INSTRUCTION:
Copy out each of the rows below without changing a single character.
* BEGIN DATA SHOWN *
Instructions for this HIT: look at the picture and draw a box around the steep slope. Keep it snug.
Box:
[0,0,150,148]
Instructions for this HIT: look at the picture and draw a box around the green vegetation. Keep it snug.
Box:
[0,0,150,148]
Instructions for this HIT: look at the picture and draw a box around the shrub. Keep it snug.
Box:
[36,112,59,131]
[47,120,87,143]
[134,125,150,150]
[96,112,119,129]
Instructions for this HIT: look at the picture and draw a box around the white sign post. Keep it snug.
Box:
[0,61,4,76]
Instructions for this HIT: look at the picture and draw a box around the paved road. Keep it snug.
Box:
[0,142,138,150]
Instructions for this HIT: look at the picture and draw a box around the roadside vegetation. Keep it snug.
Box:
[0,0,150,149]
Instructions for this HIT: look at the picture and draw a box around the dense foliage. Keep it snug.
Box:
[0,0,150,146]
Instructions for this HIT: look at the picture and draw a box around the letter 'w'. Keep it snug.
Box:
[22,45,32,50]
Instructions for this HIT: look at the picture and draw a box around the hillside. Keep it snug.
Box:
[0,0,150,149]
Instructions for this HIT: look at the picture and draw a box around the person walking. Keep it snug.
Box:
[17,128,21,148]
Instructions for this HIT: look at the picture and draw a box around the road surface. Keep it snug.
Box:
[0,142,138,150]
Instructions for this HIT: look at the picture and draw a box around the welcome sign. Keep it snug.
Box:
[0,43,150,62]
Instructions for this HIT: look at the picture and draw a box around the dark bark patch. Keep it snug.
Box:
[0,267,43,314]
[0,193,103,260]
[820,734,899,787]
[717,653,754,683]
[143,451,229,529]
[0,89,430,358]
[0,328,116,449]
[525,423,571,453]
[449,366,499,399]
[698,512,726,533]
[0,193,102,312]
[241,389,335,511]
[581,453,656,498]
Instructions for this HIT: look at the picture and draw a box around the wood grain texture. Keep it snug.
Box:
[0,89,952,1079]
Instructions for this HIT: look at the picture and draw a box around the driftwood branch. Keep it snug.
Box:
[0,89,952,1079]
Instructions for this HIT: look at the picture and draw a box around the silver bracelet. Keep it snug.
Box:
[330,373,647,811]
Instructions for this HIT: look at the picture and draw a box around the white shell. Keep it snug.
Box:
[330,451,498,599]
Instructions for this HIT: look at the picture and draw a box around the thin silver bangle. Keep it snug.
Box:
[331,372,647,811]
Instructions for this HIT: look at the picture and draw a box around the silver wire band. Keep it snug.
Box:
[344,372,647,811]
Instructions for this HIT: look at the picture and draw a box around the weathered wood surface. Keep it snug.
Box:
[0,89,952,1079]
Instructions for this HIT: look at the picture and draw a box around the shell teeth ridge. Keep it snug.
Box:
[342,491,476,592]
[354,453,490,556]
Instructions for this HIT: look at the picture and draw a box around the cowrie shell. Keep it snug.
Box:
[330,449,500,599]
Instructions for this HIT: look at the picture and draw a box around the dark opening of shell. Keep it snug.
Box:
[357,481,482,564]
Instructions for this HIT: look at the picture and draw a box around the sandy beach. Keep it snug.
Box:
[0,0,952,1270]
* END DATA SHOWN *
EXERCISE SOLUTION:
Instructions for this HIT: look at the picture and draw a box around the steep slope. Keep it snug.
Box:
[0,0,150,148]
Instructions for this HIT: look at the picture and draw a box around the green vegetation. Keep it snug.
Box:
[0,0,150,148]
Instructions for this HIT: look at the picture and draw a box around the shrub. Keep it snug.
Box:
[36,112,59,131]
[47,120,87,143]
[134,125,150,150]
[96,112,119,129]
Instructions for this HIT: look at the picture and draw a box around the white sign post. Keep it snug.
Box:
[0,61,4,76]
Instructions for this HIT: look at the picture and draw a box around the paved road. Keep it snug.
Box:
[0,142,138,150]
Instructions for this HIT: look at the picture and draw a box around the roadside vegetation. Keep it snug.
Box:
[0,0,150,149]
Instructions for this HIT: look at the picture and draw a box around the dense foliage. Keep it snug.
Box:
[0,0,150,146]
Instructions for this HIT: look at the picture and draw a box around the letter 'w'. Keep it snug.
Box:
[22,45,32,50]
Instructions for this HIT: look at the picture and draw a box around the hillside. Keep it snug.
Box:
[0,0,150,149]
Instructions for this HIT: look at the picture and draw a box around the person walking. Keep it snug.
Box:
[17,128,21,148]
Instructions for this HIT: look at the picture and draw a box around the road surface. Keep it snug.
Box:
[0,142,138,150]
Instructions for this HIT: look at the picture and draw a box around the welcome sign. Keep it snug.
Box:
[0,43,150,62]
Instructions for this HIT: look at the picture and draw a box around the dark bark patch. Keep it snug.
Box:
[0,267,43,314]
[0,193,103,260]
[820,734,899,787]
[717,653,754,683]
[143,451,229,529]
[0,89,430,358]
[0,328,116,449]
[525,423,571,453]
[449,366,499,399]
[698,512,726,533]
[0,193,102,312]
[241,389,335,511]
[581,453,656,498]
Instructions for this HIT: look at the picture and draw a box around the wood grain texture. Keep it snug.
Box:
[0,89,952,1079]
Instructions for this HIT: look at the picture and draw a box around the driftwood branch. Keep it snug.
Box:
[0,89,952,1079]
Instructions for this HIT: look at the picture and draw a box around the silver bracelet. Keep it snug.
Box:
[330,373,647,811]
Instructions for this HIT: look at the picture and draw a box around the white shell. Keep it snug.
Box:
[330,451,498,599]
Instructions for this HIT: look at the picture and draw a box around the thin silver bangle. Keep it snug.
Box:
[331,372,647,811]
Instructions for this HIT: look at the picture and draw a box around the silver wire band. Keep it snug.
Box:
[344,372,647,811]
Instructions for this HIT: look at the picture and draw a box around the weathered wood surface. Keep it snug.
Box:
[0,89,952,1079]
Instructions for this HIT: look at the picture and draw a box around the shell teeth ridge. Keep it snug.
Box:
[342,491,476,592]
[354,453,490,556]
Instructions for this HIT: look at the picture and draw a box around the cowrie shell. Keep it snug.
Box:
[330,449,500,599]
Instructions for this HIT: look at the picture and draw a box around the dark opening of shell. Keep it snug.
Box:
[357,481,482,564]
Instructions for this HIT: look at the picture and draw a box around the sandy beach. Keep it snug.
Box:
[0,0,952,1270]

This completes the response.